━━ Brano ━━

Un fiume di fiaccole si snoda lentamente sorrette da pellegrini in
preghiera fino al luogo in cui accadde il miracolo. In
quel punto così narra la miracolistica, avvenne l’apparizione della
Madonna a Dionìsio, terribile brigante - forse, un personaggio realmente
vissuto, probabilmente la leggenda ha tratto ispirazione dalla vicenda di
un ex soldato dell’esercito del generale bizantino Giorgio Maniache
rifugiatosi in quelle zone in seguito ad un episodio di tradimento e
dedicatosi al brigantaggio - Costui batteva la verde collina in cerca di
viandanti da saccheggiare fino a che non si imbattè in Egidio, pio
pellegrino. Il brigante aggredisce e deruba Egidio, sta per ucciderlo,
quando la voce di una donna gli ordina per tre volte di fermarsi.

━━━
━━ Informazioni fornite ━━

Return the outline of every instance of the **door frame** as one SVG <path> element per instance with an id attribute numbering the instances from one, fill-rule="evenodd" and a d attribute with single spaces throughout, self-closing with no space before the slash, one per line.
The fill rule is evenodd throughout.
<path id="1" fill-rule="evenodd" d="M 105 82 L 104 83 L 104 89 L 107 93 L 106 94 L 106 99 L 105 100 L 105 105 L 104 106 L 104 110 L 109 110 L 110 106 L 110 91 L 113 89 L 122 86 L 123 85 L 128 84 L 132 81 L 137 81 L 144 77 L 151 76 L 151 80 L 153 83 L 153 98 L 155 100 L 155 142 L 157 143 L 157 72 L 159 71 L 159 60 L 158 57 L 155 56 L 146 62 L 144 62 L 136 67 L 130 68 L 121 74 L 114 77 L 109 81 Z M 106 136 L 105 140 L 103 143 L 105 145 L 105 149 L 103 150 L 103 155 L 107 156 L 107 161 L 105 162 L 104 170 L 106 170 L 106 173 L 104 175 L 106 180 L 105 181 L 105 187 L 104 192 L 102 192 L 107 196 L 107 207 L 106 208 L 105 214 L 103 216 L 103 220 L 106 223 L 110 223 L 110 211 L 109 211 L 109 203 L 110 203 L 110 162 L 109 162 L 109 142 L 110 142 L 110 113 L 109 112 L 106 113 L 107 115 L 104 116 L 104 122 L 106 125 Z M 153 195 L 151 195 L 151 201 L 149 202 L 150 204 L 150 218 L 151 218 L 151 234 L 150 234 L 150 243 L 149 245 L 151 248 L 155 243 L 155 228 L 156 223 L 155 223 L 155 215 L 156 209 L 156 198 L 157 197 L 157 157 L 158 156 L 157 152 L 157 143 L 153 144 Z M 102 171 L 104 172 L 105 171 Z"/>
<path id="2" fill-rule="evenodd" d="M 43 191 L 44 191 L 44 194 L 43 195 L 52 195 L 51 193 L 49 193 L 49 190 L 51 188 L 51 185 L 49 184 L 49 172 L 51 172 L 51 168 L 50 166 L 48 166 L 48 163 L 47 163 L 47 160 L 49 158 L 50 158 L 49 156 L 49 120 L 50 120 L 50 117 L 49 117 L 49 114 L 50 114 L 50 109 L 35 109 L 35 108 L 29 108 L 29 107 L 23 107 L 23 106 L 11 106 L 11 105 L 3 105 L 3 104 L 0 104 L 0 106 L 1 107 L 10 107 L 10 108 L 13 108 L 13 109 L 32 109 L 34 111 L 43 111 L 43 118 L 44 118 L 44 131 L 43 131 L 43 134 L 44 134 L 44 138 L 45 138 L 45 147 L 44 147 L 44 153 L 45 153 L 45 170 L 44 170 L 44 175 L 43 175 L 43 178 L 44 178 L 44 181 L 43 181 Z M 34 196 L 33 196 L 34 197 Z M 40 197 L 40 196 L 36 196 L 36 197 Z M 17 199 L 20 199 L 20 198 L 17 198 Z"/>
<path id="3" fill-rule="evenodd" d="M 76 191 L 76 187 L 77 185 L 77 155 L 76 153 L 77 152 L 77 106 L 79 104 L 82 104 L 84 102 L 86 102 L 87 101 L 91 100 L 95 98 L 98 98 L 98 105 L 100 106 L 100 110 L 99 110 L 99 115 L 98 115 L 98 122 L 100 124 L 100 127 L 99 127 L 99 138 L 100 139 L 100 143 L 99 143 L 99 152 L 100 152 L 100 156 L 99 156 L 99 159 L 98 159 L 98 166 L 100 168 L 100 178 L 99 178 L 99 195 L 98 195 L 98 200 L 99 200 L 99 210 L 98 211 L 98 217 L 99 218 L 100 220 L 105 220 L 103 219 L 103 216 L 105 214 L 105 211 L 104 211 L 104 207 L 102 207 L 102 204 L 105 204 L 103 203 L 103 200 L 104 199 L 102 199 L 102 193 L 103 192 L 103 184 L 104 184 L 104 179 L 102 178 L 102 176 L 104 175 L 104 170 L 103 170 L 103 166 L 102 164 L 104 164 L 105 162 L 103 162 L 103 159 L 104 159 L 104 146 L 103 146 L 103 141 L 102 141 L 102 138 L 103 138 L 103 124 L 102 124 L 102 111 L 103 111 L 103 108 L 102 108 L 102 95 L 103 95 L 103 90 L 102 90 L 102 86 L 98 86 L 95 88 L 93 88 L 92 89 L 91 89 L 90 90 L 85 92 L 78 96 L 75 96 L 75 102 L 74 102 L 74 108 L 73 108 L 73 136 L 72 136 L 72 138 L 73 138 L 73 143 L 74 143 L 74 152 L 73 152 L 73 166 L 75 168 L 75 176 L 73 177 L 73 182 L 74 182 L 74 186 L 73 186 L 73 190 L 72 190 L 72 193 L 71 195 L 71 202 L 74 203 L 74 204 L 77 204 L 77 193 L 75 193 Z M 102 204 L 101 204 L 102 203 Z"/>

━━━

• **Compiti da svolgere**
1. Elenca tutti i personaggi che il brano sulla leggenda del miracolo chiama per nome.
2. Ricopia fedelmente il passo del brano sulla leggenda del miracolo da "Un fiume di" a "volte di fermarsi.".

• **Le risposte**
1.
- Madonna
- Dionìsio
- Giorgio Maniache
- Egidio

2.
Un fiume di fiaccole si snoda lentamente sorrette da pellegrini in
preghiera fino al luogo in cui accadde il miracolo. In
quel punto così narra la miracolistica, avvenne l’apparizione della
Madonna a Dionìsio, terribile brigante - forse, un personaggio realmente
vissuto, probabilmente la leggenda ha tratto ispirazione dalla vicenda di
un ex soldato dell’esercito del generale bizantino Giorgio Maniache
rifugiatosi in quelle zone in seguito ad un episodio di tradimento e
dedicatosi al brigantaggio - Costui batteva la verde collina in cerca di
viandanti da saccheggiare fino a che non si imbattè in Egidio, pio
pellegrino. Il brigante aggredisce e deruba Egidio, sta per ucciderlo,
quando la voce di una donna gli ordina per tre volte di fermarsi.